» LATIHAN SINGKAT 1:
Ringkas paragraf yang diawali "Parafin masih dalam bentuk serbuk" dari teks tentang pembuatan lilin di bawah menjadi daftar butir yang memuat fakta utamanya.

» TEKS SUMBER:
----------------
Tarso dan tim bekerja layaknya orang kantoran. Mulai pukul 8 pagi hingga 4 sore. Tiap hari. Lilin terbuat dari bahan dasar parafin. Yang diperoleh dari luar Kota Cirebon. Tarso tak tahu pasti asal bahan baku itu dari mana. Dalihnya, ia hanya tahu mengerjakan. “Kemungkinan belanja parafin di Jakarta atau Bandung,” terangnya.
Parafin masih dalam bentuk serbuk. Warna putih. Sekilas seperti garam. Namun lebih lembut. Bahan baku ini kemudian direbus selama 30 menit. Sebelum ditiriskan. Setelah itu disaring. Lalu dicetak sesuai ukuran yang dikehendaki. Sebelum diangin-anginkan. “Dikeringkan, tapi jangan terkena matahari langsung nanti meleleh,” ungkapnya.
Setelah lilin itu dicetak lalu bentuknya disempurnakan. Sisa material pengerjaan yang masih kasar ya dirapihkan. Lalu beres dan dilanjut pengemasan menggunakan plastik. Plastik itu bertuliskan huruf Hanzi. Tarso sendiri tak tahu artinya. Sementara warna merah adalah pewarna. Sengaja dipilih merah yang identik dengan warna vihara.
----------------
» DATA HASIL EKSTRAKSI:
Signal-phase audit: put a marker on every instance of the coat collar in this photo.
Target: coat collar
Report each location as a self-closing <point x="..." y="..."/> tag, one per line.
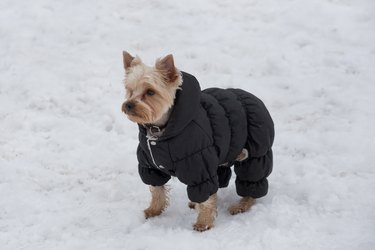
<point x="185" y="108"/>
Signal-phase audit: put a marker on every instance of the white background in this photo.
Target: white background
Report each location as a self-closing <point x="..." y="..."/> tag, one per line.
<point x="68" y="170"/>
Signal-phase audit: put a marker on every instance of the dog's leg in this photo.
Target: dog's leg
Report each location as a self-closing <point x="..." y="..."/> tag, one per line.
<point x="206" y="214"/>
<point x="159" y="201"/>
<point x="242" y="206"/>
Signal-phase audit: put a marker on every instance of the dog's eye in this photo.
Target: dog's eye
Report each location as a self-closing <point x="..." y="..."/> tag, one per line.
<point x="150" y="92"/>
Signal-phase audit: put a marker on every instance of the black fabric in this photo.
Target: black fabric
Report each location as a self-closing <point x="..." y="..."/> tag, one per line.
<point x="207" y="129"/>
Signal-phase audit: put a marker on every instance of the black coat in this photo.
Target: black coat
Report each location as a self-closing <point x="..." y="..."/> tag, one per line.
<point x="205" y="130"/>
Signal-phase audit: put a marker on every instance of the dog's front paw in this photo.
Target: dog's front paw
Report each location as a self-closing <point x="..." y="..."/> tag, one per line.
<point x="192" y="205"/>
<point x="242" y="206"/>
<point x="201" y="227"/>
<point x="150" y="212"/>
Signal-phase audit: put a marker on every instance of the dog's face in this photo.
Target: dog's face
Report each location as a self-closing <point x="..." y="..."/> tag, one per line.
<point x="150" y="91"/>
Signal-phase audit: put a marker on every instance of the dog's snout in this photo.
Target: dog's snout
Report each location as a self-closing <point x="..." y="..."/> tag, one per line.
<point x="127" y="106"/>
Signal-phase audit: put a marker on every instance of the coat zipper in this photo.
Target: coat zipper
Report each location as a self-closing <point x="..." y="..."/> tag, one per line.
<point x="151" y="138"/>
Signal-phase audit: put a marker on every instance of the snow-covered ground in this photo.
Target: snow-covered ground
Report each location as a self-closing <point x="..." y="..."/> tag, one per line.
<point x="68" y="170"/>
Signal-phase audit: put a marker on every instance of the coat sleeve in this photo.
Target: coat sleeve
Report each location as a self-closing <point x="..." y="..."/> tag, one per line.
<point x="199" y="172"/>
<point x="148" y="174"/>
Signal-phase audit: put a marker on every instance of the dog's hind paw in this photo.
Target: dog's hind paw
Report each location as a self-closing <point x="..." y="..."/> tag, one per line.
<point x="149" y="213"/>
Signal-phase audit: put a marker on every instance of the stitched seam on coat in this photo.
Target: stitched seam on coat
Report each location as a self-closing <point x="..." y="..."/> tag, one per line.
<point x="196" y="152"/>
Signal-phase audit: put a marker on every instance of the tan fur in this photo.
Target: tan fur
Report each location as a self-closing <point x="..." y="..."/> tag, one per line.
<point x="163" y="79"/>
<point x="159" y="201"/>
<point x="242" y="206"/>
<point x="206" y="214"/>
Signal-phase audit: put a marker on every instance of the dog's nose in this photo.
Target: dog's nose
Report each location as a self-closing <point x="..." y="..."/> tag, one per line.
<point x="127" y="106"/>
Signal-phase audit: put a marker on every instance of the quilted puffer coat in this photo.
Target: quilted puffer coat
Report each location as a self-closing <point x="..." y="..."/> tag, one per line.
<point x="205" y="133"/>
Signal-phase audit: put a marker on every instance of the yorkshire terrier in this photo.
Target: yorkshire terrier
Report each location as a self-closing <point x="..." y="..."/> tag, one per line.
<point x="196" y="136"/>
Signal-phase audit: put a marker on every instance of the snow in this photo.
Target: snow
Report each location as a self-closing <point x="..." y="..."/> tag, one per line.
<point x="68" y="170"/>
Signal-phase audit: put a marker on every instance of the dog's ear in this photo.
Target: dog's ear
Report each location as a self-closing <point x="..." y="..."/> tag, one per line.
<point x="166" y="67"/>
<point x="129" y="60"/>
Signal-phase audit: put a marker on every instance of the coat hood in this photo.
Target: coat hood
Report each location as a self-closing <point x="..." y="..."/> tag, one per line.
<point x="185" y="108"/>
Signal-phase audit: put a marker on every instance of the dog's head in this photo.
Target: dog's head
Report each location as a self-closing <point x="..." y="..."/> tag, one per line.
<point x="150" y="91"/>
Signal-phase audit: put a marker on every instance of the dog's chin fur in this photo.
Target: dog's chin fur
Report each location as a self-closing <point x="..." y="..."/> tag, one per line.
<point x="163" y="80"/>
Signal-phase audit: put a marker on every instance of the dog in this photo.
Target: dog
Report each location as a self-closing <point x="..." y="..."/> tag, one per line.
<point x="196" y="136"/>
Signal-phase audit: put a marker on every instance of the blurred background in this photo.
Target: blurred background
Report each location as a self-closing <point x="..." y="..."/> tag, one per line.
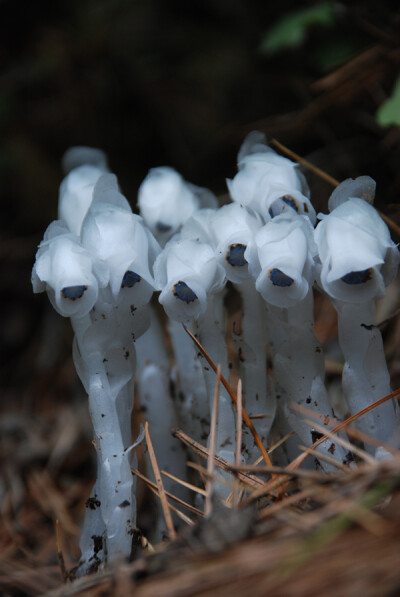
<point x="152" y="83"/>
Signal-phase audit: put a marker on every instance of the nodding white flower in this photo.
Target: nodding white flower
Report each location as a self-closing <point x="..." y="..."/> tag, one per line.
<point x="281" y="259"/>
<point x="166" y="201"/>
<point x="267" y="182"/>
<point x="76" y="194"/>
<point x="230" y="229"/>
<point x="185" y="271"/>
<point x="357" y="254"/>
<point x="67" y="271"/>
<point x="118" y="237"/>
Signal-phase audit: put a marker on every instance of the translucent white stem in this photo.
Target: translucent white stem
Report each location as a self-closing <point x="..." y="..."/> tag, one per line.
<point x="192" y="404"/>
<point x="159" y="410"/>
<point x="259" y="398"/>
<point x="365" y="374"/>
<point x="107" y="530"/>
<point x="299" y="372"/>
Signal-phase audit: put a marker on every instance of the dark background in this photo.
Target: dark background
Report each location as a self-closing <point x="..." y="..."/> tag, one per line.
<point x="152" y="83"/>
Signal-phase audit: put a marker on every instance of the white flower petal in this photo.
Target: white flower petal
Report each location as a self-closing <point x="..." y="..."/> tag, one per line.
<point x="67" y="271"/>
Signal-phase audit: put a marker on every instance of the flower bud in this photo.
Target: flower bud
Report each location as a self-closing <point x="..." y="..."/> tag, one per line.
<point x="357" y="254"/>
<point x="281" y="259"/>
<point x="166" y="201"/>
<point x="185" y="272"/>
<point x="66" y="271"/>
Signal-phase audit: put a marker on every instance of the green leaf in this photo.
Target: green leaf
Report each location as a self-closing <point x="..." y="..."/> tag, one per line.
<point x="388" y="113"/>
<point x="291" y="30"/>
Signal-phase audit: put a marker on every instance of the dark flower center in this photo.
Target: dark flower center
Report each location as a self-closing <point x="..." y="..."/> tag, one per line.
<point x="72" y="293"/>
<point x="130" y="279"/>
<point x="184" y="293"/>
<point x="278" y="278"/>
<point x="357" y="277"/>
<point x="161" y="227"/>
<point x="235" y="255"/>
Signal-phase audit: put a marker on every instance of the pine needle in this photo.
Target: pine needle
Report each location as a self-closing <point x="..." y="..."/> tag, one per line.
<point x="160" y="485"/>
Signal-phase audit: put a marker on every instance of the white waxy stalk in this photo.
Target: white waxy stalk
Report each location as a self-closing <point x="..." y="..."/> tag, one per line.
<point x="153" y="386"/>
<point x="359" y="260"/>
<point x="268" y="183"/>
<point x="229" y="230"/>
<point x="62" y="268"/>
<point x="281" y="260"/>
<point x="166" y="201"/>
<point x="83" y="166"/>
----------------
» LATIHAN SINGKAT 2:
Hitung baris dalam data di atas yang memuat string "hood", dengan huruf besar dan kecil dibedakan. Tuliskan angkanya saja.

» JAWABAN LATIHAN 1:
- Parafin berupa serbuk putih yang sekilas mirip garam, tetapi lebih lembut.
- Bahan baku direbus selama 30 menit, lalu ditiriskan dan disaring.
- Hasilnya dicetak sesuai ukuran yang dikehendaki.
- Lilin kemudian diangin-anginkan hingga kering tanpa terkena matahari langsung agar tidak meleleh.

» JAWABAN LATIHAN 2:
2